Goals:
1: According to the excerpt about the Tri-Star audit dispute, why should the speaker's clients also be allowed to talk to the auditor?
2: Using the excerpt about the Tri-Star audit dispute, answer each question:
(a) To which firm did Tipperary fax a letter in May 1998?
(b) To whom did that firm forward the letter?
(c) In June 1998, who had instructed that firm to direct all queries to Mr. Jim Butler?
3: From the excerpt about the Tri-Star audit dispute, reproduce the passage from "There is absolutely" up to and including "objective, unbiased report.".
-------- Excerpt to read --------
There is absolutely nothing in the [Mediation] Agreement that would support [Tri-Star's] position. Undoubtedly, there have been communications between Tri-Star employees and the auditor. It seems imminently fair for my clients, since they are paying part of the bill for the auditor, to also have an opportunity to talk to the auditor, if for no other reason, so that they will be confident that when he does render his report it is truly an objective, unbiased report.
Despite Tri-Star's recalcitrance, Tipperary managed to find out the names of the accountants. In May 1998, Tipperary faxed a letter to Ernst & Young, inquiring about the status of the report. Ernst & Young forwarded the letter to James Jr., with a memo stating, "We need to reply to this fax, in light of our previous conversations on these matters, please can you advise us on how to respond." Ernst & Young eventually responded to Tipperary's fax by stating that it was nearing completion of the audit and advising, "Should you have any queries about the recent delays or any other queries please contact Mr. Jim Butler."
In June 1998, Tipperary again requested a status report from Ernst & Young, and Ernst & Young responded by stating, "[W]e have been instructed by Tri-Star that all queries . . . should be directed straight to Mr. Jim Butler . . . ."
-------- Source data --------
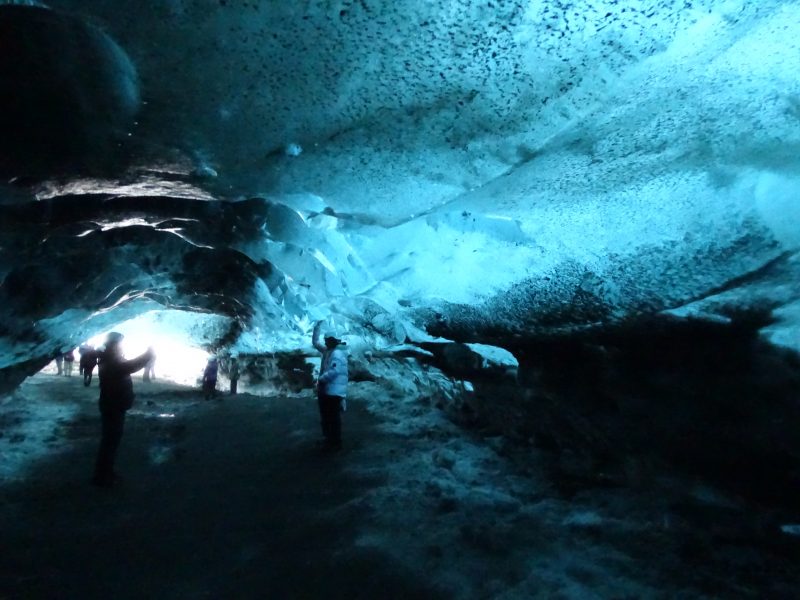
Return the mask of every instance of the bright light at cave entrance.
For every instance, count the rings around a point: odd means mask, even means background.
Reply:
[[[202,317],[200,317],[202,320]],[[208,360],[208,352],[192,345],[189,330],[199,324],[192,315],[175,311],[152,311],[113,328],[124,335],[122,350],[125,358],[135,358],[152,346],[156,353],[156,381],[173,381],[195,386]],[[188,327],[187,327],[188,326]],[[89,340],[100,346],[107,332]],[[141,376],[141,371],[137,373]],[[135,375],[136,376],[136,375]]]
--------
Exercise solutions:
1: The clients are paying part of the auditor's bill, so it is fair that they also get a chance to speak with him. That would also let them be confident that his report, when he issues it, is truly objective and unbiased.

2:
(a) Ernst & Young
(b) James Jr.
(c) Tri-Star

3:
There is absolutely nothing in the [Mediation] Agreement that would support [Tri-Star's] position. Undoubtedly, there have been communications between Tri-Star employees and the auditor. It seems imminently fair for my clients, since they are paying part of the bill for the auditor, to also have an opportunity to talk to the auditor, if for no other reason, so that they will be confident that when he does render his report it is truly an objective, unbiased report.